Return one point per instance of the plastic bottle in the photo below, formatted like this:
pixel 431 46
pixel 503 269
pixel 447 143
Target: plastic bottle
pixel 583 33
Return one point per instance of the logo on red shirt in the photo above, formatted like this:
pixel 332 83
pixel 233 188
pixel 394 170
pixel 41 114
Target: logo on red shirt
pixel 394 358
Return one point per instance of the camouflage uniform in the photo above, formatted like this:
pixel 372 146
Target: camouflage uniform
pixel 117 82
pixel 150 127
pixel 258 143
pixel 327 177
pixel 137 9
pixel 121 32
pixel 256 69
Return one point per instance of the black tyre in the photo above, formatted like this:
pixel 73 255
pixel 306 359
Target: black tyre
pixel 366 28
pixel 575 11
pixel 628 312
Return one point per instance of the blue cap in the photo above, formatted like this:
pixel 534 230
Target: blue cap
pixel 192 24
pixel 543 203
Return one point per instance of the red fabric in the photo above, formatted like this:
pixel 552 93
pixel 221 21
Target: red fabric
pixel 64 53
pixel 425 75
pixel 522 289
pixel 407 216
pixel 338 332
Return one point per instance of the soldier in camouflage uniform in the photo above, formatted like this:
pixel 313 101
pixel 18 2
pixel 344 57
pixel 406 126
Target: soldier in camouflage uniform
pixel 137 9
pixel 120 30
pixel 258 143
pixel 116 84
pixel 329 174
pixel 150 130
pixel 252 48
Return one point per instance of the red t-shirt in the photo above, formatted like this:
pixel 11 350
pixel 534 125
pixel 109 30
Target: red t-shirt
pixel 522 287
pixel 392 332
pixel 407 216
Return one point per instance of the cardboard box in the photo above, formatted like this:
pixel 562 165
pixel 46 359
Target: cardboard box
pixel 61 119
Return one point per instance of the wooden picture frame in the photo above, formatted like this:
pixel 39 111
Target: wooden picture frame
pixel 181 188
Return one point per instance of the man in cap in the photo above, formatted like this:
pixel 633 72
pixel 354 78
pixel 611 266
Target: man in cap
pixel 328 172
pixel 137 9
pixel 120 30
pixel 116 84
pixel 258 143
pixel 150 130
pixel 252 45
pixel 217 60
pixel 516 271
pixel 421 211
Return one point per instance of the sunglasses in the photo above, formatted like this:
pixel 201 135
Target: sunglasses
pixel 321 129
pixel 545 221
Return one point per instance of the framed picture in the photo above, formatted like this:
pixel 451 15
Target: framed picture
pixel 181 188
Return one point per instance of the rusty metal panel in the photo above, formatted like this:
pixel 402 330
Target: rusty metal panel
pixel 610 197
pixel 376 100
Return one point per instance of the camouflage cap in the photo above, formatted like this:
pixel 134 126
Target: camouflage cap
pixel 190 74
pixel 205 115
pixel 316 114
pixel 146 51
================================
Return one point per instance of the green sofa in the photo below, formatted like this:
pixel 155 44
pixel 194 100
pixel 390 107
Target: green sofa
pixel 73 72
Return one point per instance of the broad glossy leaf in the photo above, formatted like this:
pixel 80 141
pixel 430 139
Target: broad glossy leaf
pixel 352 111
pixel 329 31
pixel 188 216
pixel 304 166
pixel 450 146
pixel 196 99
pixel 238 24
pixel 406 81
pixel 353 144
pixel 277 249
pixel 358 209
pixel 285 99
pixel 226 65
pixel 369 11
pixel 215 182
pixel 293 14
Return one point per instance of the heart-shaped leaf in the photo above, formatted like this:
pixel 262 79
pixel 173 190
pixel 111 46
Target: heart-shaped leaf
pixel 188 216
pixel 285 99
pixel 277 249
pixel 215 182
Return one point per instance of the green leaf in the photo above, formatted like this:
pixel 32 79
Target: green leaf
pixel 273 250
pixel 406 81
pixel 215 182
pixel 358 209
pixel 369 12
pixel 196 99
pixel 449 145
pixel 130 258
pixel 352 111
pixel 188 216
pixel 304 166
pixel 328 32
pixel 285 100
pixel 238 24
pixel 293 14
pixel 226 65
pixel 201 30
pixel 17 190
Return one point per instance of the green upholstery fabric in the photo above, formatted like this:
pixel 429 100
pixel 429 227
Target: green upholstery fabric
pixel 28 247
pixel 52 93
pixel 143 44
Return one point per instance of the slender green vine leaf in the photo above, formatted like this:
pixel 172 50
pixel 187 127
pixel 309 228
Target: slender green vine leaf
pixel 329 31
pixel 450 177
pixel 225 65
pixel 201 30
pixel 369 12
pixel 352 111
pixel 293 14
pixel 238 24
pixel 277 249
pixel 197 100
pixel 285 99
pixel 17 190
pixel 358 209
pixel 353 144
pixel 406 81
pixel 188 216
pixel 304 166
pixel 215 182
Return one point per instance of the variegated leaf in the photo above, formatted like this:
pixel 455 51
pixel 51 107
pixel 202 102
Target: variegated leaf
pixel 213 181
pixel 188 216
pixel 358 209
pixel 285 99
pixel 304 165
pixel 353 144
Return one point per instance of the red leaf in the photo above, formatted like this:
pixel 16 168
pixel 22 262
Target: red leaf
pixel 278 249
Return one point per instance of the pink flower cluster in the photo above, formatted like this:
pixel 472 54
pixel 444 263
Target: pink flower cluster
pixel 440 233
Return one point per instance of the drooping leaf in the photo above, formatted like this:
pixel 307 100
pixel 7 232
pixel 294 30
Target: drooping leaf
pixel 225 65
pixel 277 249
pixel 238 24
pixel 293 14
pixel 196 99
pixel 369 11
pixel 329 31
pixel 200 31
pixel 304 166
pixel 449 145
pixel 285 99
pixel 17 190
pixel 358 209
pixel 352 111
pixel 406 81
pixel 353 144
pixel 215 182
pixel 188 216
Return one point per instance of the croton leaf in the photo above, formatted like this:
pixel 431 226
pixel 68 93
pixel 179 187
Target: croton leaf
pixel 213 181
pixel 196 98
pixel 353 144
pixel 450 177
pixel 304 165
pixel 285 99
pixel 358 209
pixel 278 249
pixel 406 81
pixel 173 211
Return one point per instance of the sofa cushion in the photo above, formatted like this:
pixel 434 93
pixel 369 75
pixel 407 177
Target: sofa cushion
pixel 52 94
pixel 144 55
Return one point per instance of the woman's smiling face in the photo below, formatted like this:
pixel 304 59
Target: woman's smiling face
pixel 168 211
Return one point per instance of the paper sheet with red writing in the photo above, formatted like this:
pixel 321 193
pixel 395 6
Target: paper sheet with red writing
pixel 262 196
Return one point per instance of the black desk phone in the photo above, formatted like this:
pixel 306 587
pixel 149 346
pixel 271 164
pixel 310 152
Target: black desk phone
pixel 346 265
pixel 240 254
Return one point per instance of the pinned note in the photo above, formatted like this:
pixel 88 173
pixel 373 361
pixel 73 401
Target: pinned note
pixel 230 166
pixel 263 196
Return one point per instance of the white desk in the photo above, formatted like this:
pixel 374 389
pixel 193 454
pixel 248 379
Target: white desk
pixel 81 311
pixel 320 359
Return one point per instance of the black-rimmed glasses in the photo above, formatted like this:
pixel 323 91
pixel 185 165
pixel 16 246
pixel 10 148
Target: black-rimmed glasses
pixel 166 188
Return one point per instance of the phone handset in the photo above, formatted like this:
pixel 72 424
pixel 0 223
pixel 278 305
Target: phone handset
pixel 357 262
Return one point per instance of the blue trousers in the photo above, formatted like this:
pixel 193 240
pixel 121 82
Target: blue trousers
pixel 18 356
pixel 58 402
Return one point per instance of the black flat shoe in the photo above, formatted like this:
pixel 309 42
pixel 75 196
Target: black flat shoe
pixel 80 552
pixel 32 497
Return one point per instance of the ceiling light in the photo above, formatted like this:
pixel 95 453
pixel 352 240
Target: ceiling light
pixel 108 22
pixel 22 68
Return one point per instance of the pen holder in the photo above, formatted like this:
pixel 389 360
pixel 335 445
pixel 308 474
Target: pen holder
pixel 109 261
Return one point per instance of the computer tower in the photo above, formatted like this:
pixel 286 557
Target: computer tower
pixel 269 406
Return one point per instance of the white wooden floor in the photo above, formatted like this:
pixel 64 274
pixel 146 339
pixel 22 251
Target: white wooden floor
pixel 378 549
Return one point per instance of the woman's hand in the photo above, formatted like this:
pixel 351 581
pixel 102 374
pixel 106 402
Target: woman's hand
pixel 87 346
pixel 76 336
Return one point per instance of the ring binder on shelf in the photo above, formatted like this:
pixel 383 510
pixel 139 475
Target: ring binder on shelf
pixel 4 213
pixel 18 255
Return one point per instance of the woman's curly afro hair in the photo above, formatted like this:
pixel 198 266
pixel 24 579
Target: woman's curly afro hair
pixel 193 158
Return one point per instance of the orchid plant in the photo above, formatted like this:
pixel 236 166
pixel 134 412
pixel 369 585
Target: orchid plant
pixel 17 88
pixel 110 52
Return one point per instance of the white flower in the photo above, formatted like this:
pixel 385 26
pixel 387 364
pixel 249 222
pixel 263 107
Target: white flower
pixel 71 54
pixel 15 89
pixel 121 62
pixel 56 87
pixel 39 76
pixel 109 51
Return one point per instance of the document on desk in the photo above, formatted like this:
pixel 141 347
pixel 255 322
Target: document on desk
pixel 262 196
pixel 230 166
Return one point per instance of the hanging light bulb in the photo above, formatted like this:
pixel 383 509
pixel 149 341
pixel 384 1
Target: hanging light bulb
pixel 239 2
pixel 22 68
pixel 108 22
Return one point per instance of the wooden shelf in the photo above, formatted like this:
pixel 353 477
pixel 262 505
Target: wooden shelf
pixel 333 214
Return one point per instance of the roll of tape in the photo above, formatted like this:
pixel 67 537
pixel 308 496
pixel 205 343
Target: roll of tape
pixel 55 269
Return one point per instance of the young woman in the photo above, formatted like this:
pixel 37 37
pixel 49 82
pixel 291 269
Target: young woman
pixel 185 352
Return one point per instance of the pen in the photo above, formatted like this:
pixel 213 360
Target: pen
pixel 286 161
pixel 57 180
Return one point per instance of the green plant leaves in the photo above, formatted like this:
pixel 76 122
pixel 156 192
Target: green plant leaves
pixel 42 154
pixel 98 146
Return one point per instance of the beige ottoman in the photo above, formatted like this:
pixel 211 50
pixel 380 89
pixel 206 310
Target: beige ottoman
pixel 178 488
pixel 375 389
================================
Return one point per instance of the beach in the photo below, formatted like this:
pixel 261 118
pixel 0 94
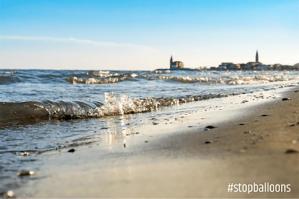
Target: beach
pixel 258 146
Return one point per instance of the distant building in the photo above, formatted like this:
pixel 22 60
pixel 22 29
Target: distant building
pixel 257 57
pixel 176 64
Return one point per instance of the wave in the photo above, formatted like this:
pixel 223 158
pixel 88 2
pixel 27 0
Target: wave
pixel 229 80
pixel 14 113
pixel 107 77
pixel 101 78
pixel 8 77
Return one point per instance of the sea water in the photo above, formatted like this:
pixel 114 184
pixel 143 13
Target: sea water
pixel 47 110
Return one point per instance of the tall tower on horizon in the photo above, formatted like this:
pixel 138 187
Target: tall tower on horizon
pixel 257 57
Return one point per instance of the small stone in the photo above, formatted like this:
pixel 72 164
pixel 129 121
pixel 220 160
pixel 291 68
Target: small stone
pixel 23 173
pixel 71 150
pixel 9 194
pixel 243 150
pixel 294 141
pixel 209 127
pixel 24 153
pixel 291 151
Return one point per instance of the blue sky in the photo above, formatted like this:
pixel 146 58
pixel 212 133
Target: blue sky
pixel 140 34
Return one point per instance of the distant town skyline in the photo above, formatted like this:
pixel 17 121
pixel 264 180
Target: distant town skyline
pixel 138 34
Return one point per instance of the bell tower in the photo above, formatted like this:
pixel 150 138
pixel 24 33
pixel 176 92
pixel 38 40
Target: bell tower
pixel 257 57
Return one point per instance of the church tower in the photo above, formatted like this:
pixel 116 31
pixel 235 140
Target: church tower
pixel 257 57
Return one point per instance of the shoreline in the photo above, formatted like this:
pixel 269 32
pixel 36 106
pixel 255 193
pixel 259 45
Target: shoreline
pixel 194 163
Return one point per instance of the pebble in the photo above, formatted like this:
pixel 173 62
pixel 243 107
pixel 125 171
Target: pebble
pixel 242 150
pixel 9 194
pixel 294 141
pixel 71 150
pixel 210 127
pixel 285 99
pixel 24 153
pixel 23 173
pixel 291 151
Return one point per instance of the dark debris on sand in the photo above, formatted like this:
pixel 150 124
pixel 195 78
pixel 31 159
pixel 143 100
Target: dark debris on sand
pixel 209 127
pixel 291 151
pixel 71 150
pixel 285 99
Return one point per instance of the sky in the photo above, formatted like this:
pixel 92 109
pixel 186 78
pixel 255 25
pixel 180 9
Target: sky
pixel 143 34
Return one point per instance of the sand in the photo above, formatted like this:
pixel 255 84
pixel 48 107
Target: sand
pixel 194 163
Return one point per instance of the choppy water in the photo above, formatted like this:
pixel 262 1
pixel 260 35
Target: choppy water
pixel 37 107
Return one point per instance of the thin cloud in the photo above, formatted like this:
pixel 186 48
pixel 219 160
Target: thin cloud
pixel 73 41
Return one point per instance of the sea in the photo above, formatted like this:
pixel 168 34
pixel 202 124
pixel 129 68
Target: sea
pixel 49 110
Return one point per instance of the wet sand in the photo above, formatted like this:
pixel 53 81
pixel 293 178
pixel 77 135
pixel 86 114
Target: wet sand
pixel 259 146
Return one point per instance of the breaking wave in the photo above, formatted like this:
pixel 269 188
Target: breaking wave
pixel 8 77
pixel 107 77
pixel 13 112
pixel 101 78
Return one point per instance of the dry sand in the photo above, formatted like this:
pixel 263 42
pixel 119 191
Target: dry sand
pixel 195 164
================================
Objective: Reproduce the material starting at the line containing "Return one point per instance of the dry" and ending at the line containing "pixel 195 164". Offset each coordinate in the answer point by -50, and leave every other line, including the points given as a format guide, unchanged.

Solution to this task:
Return one point per instance of the dry sand in the photo above, formatted like this:
pixel 263 42
pixel 119 191
Target: dry sand
pixel 145 114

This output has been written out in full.